Stated exercise 1
Using the commit text below, decide whether each statement agrees with it. Answer yes or no for each, and quote the deciding words of the text. (a) The watcher start helper removes the old state directory before starting fresh. (b) The optional lock file keeps multiple watcher instances from racing. (c) There is one cancellation marker per grouped sub-run.
Stated exercise 2
Identify every line in the rows below that contains the string "yellow", and copy each of those lines.

Source text
^^^^
Reset reused watcher state before starting a new ATVM run
- update the watcher start helper to stop any stale watcher instance for the same requested parent build name and remove its old state directory before starting fresh - document that reused parent build names must not inherit stale cancelled, posted, state.json, or subruns state from older runs - update the watcher install and design docs so the controller workflow explicitly treats stale reused-build-name state as part of startup cleanup
This commit is contained in:
@@ -144,6 +144,10 @@ Possible contents:
|
||||
- one cancellation marker per parent run id
|
||||
- optional lock file to prevent multiple watcher instances from racing
|
||||
|
||||
When the same requested parent build name is reused for a new run:
|
||||
- the watcher start workflow must clear old watcher state for that requested build name before starting
|
||||
- stale `cancelled.marker`, `posted.marker`, `state.json`, and `subruns/` contents must not be allowed to affect the new run
|
||||
|
||||
## Recommended Operator Workflow
|
||||
Normal completion workflow:
|
||||
1. ATVM run starts.
|
||||
|
||||
@@ -120,6 +120,7 @@ Recommended permissions:
|
||||
- if the run uses `--categorize`, also pass `--categorize` to the watcher start helper
|
||||
- confirm final Mattermost delivery for a completed run
|
||||
- confirm categorized execution sends one post per completed grouped sub-run
|
||||
- confirm reused parent build names do not inherit stale `cancelled.marker`, `posted.marker`, or `subruns/` state from older runs
|
||||
|
||||
## Recommended Validation Commands
|
||||
|
||||
@@ -154,6 +155,7 @@ Once installed, the intended workflow is:
|
||||
|
||||
1. Launch the ATVM run as usual.
|
||||
2. Start the watcher for that build name.
^^^^
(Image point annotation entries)
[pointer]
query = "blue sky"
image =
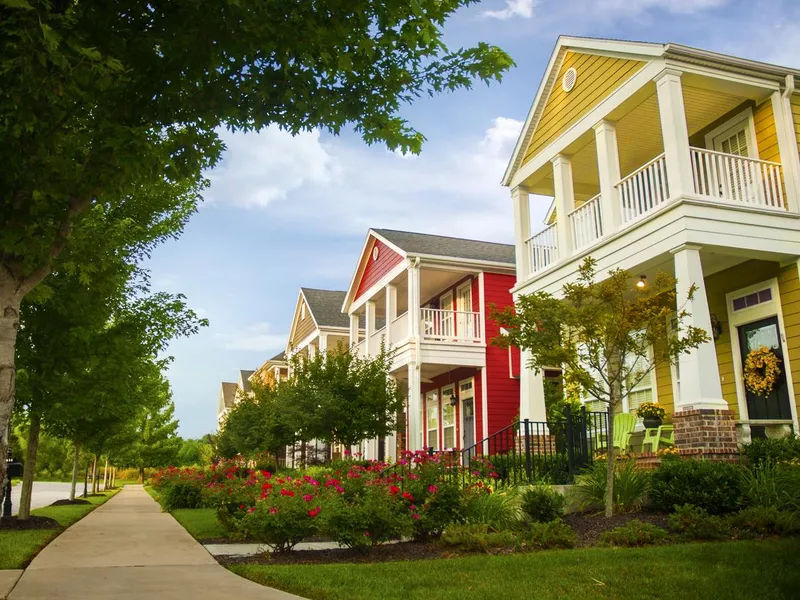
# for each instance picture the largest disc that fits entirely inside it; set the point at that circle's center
(286, 212)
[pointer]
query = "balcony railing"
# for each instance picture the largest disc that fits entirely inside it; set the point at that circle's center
(586, 223)
(737, 178)
(450, 325)
(643, 190)
(542, 248)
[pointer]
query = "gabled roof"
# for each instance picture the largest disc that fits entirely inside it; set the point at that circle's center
(227, 395)
(644, 51)
(416, 244)
(326, 307)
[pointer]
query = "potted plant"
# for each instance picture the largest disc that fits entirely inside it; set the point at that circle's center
(652, 414)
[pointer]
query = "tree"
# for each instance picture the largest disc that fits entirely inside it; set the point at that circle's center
(607, 335)
(108, 103)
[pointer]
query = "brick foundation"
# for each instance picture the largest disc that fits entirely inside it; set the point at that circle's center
(708, 432)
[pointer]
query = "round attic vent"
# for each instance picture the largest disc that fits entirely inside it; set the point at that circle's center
(569, 79)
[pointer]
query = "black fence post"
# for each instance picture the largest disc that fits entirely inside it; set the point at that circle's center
(527, 428)
(570, 442)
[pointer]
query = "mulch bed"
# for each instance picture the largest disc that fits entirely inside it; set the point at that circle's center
(68, 502)
(386, 553)
(14, 524)
(589, 526)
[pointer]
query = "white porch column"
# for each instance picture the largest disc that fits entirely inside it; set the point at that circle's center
(369, 327)
(414, 408)
(787, 146)
(354, 327)
(605, 135)
(391, 312)
(531, 387)
(674, 132)
(414, 301)
(522, 230)
(700, 384)
(565, 202)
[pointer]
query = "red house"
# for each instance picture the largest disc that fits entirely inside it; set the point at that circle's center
(431, 296)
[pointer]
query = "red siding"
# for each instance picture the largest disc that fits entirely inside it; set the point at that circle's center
(502, 389)
(376, 269)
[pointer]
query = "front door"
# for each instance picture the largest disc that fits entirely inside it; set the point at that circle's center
(753, 336)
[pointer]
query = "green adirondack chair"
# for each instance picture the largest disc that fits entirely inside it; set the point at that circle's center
(623, 429)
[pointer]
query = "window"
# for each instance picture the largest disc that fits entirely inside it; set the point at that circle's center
(432, 419)
(753, 299)
(448, 418)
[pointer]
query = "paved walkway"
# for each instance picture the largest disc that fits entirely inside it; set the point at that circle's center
(128, 548)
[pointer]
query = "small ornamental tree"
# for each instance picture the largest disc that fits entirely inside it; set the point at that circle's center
(607, 335)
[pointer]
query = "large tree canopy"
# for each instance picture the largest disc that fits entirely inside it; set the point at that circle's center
(109, 102)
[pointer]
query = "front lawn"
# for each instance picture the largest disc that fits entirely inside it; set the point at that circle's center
(17, 548)
(725, 570)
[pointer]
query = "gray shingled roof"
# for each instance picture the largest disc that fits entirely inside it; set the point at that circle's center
(229, 393)
(326, 306)
(439, 245)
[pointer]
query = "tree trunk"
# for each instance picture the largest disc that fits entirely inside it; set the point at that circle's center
(10, 299)
(610, 463)
(75, 466)
(30, 467)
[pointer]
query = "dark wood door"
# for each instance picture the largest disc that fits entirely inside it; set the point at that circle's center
(776, 404)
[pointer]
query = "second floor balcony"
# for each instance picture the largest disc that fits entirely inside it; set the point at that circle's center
(679, 139)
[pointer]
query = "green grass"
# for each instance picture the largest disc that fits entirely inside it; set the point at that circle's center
(201, 523)
(17, 548)
(727, 570)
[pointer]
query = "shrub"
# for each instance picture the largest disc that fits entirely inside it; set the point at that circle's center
(181, 494)
(545, 536)
(771, 485)
(781, 450)
(499, 511)
(713, 486)
(631, 485)
(766, 520)
(371, 519)
(476, 537)
(694, 523)
(543, 504)
(634, 533)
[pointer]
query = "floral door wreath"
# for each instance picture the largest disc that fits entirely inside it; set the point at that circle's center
(762, 367)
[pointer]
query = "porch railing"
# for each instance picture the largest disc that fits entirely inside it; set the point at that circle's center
(643, 190)
(450, 325)
(542, 248)
(737, 178)
(586, 223)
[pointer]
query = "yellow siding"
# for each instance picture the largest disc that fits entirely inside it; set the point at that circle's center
(795, 100)
(598, 77)
(789, 287)
(717, 286)
(766, 136)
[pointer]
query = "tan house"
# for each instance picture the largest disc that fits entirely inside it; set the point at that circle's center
(661, 157)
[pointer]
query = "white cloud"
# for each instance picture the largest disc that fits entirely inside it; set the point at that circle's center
(258, 337)
(268, 166)
(514, 8)
(452, 188)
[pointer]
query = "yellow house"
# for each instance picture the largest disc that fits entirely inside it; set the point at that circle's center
(661, 157)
^^^^
Right answer 1
(a) Yes: "remove its old state directory before starting fresh"
(b) Yes: "optional lock file to prevent multiple watcher instances from racing"
(c) No: "one cancellation marker per parent run id"

Right answer 2
query = "yellow siding"
query = "yellow house"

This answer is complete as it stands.